Start Supplied material

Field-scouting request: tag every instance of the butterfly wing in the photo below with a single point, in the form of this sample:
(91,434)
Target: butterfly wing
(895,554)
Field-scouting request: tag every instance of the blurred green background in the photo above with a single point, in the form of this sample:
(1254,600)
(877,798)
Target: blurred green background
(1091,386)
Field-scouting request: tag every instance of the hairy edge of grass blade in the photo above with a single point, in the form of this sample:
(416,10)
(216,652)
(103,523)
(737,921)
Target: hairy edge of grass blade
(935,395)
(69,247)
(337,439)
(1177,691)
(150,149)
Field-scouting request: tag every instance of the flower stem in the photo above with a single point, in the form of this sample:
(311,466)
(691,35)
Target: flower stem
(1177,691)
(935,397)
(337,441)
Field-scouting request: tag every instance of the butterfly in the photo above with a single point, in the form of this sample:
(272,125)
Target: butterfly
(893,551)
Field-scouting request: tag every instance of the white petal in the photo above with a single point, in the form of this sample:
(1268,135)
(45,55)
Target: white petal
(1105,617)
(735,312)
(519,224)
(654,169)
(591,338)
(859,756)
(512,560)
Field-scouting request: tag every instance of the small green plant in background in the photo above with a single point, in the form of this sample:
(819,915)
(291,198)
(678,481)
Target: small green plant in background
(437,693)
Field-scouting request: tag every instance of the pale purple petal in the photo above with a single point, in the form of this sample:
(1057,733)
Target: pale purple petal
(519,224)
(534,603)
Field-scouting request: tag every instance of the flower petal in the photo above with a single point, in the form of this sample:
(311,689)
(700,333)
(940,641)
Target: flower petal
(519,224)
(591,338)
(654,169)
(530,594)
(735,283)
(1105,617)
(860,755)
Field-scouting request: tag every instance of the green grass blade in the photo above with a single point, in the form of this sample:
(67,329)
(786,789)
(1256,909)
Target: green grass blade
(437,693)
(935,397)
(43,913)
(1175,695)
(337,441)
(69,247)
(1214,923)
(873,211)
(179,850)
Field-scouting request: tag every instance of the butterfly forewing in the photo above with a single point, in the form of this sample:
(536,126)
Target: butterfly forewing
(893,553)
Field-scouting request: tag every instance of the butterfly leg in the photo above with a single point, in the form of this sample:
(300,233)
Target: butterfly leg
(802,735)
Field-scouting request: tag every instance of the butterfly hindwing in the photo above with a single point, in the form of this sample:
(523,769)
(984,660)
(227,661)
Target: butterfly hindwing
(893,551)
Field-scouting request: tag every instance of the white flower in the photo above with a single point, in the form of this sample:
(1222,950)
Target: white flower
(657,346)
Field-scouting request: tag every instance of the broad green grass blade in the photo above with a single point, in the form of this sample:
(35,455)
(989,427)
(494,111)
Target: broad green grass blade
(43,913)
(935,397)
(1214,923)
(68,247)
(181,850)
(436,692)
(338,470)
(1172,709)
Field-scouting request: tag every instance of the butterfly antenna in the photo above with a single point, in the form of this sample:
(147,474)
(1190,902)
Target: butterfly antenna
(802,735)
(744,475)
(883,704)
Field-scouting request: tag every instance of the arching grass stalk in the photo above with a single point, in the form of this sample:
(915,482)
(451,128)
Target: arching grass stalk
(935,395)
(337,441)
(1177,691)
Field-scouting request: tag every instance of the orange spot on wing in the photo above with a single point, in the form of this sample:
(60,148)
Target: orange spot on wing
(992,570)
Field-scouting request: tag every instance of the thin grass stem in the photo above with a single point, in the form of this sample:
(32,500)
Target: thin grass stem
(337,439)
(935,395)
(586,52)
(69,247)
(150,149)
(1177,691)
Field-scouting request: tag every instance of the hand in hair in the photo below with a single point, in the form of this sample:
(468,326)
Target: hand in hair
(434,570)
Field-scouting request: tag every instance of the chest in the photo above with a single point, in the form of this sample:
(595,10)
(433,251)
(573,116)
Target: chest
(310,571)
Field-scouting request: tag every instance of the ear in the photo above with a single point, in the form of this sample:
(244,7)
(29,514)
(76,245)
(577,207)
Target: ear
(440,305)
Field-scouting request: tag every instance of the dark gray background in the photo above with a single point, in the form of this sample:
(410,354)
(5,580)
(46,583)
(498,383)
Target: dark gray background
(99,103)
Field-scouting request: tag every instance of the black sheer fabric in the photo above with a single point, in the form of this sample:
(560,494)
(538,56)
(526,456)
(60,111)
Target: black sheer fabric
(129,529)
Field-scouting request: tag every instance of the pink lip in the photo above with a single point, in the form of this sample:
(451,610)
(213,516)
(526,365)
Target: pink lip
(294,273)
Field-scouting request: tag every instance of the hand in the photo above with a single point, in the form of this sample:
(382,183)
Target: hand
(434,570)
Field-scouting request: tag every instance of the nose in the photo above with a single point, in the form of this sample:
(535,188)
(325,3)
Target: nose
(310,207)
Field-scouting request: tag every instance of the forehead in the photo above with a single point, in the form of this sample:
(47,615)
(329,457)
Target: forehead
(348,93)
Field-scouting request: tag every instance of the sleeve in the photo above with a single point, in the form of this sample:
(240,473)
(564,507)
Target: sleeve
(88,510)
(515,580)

End Supplied material

Write out the full listing exactly as given.

- Response for this exercise
Field-scouting request: tag every instance of the butterfly wing in the photo below with a single point, in the form of this sample:
(91,434)
Target: butterfly wing
(895,554)
Field-scouting request: tag every instance of the blurred green background in the photo above with a single point, in the form of this sample:
(1254,600)
(877,798)
Target: blurred green background
(1091,386)
Field-scouting request: tag every instance of the hairy edge of grass blade in the photo above with a single point, in the form of this sample:
(416,10)
(216,652)
(103,523)
(737,921)
Target: hairy edge of grass blade
(935,395)
(69,247)
(337,439)
(1177,691)
(150,149)
Field-scouting request: tag every instance of the flower stem in the photo above with a single point, in the form of this sample:
(311,466)
(691,35)
Target: flower stem
(1177,691)
(935,397)
(337,441)
Field-scouting request: tag every instance of the butterfly in the photo above with a single point, in the form of this sample:
(272,125)
Target: butterfly
(893,551)
Field-scouting request: tag every instance of the white petal in the photo above with a single point, in the form of this sample:
(1268,135)
(45,55)
Target: white petal
(1105,617)
(735,312)
(519,224)
(654,169)
(591,338)
(859,756)
(512,560)
Field-scouting request: tag every instance of the small green plant in background in the photo above with a single point, in the form of this sample:
(819,915)
(291,198)
(678,481)
Target: small green plant in background
(437,693)
Field-scouting request: tag every instance of the pale purple petal in the photo above with a single point, in the form of this sample:
(1057,733)
Target: pale purple petal
(519,224)
(534,603)
Field-scouting request: tag every instance of the flower petal in the photo above with a single point, in the form of this sample:
(311,689)
(700,333)
(940,641)
Target: flower petal
(519,224)
(591,338)
(654,169)
(530,594)
(735,283)
(1105,617)
(860,755)
Field-scouting request: tag every instance of the green grass blade in the photo above with a single point, in the form of this sample:
(67,329)
(786,789)
(1256,909)
Target: green grass blade
(437,693)
(935,397)
(43,913)
(1175,695)
(337,441)
(69,247)
(1214,923)
(873,211)
(179,850)
Field-scouting request: tag every instance of the butterfly forewing in the photo above with a single point, in the form of this sample:
(536,126)
Target: butterfly forewing
(893,553)
Field-scouting request: tag every instance of the butterfly leg in the photo above with a single point, in the form of this sample:
(300,233)
Target: butterfly leg
(802,735)
Field-scouting request: tag every instance of the butterfly hindwing in the photo above with a single point, in the form of this sample:
(523,769)
(984,660)
(227,661)
Target: butterfly hindwing
(893,551)
Field-scouting request: tag every instance of the white flower in the photo above with a single point, in the form of this sample:
(1222,950)
Target: white flower
(657,346)
Field-scouting request: tag every instance of the broad green grass blade in the photo above with a single point, in the form of this sample:
(35,455)
(989,427)
(494,111)
Target: broad green grass blade
(43,913)
(935,397)
(1214,923)
(68,247)
(181,850)
(436,692)
(338,470)
(1172,709)
Field-scouting request: tag every instance of the butterfly antenna in the photo above with a single point, in the form of this sample:
(147,474)
(1190,902)
Target: butterfly antenna
(802,735)
(744,475)
(883,704)
Field-scouting request: tag every instance of the arching grass stalk in the photo above with a single point, in the form of this sample:
(915,482)
(451,128)
Target: arching grass stalk
(935,395)
(337,441)
(1177,691)
Field-scouting request: tag every instance of the orange spot on wing in the photo above with a single point, in the form of this sample:
(60,148)
Target: orange spot on wing
(992,570)
Field-scouting request: tag every instance of the thin grass stem in the photo above with a single point, in the form of this sample:
(32,500)
Target: thin grass stem
(337,439)
(935,395)
(586,52)
(69,247)
(150,149)
(1177,691)
Field-scouting request: tag every instance of the hand in hair in the photo below with a single point, in the form of this sample:
(468,326)
Target: hand in hair
(434,570)
Field-scouting request: tag every instance of the chest in the photo above with a single point, in the form of this sample:
(595,10)
(433,251)
(573,116)
Target: chest
(310,571)
Field-scouting request: tag every instance of the ear in the photo above with a single point, in the form of this sample:
(244,7)
(29,514)
(76,245)
(577,207)
Target: ear
(440,305)
Field-scouting request: tag every instance of the dark gray background in the photo above with a single point, in the form of this sample:
(410,354)
(5,580)
(46,583)
(498,383)
Target: dark gray background
(99,103)
Field-scouting request: tag every instance of the black sheer fabric in the photo above with a single point, in the form of this sample:
(560,494)
(538,56)
(526,456)
(60,111)
Target: black sheer fabric
(129,529)
Field-scouting request: tag every instance of the pink lip in the photo above with a single point, in the form of this sample:
(451,610)
(213,516)
(526,365)
Target: pink lip
(294,273)
Field-scouting request: tag every instance of the hand in the photo above with a single point, in the form of this sample:
(382,183)
Target: hand
(434,570)
Field-scouting request: tag every instance of the nose in the photo above with a single point, in the form of this sample:
(535,188)
(325,3)
Target: nose
(310,207)
Field-scouting request: tag every instance of the forehead in the photo above with a single point, in the form of this sample:
(47,615)
(329,457)
Target: forehead
(348,93)
Field-scouting request: tag every instance of the sleeve in the photo above with a single point, in the form of this sample:
(240,473)
(564,507)
Target: sleeve
(88,510)
(515,580)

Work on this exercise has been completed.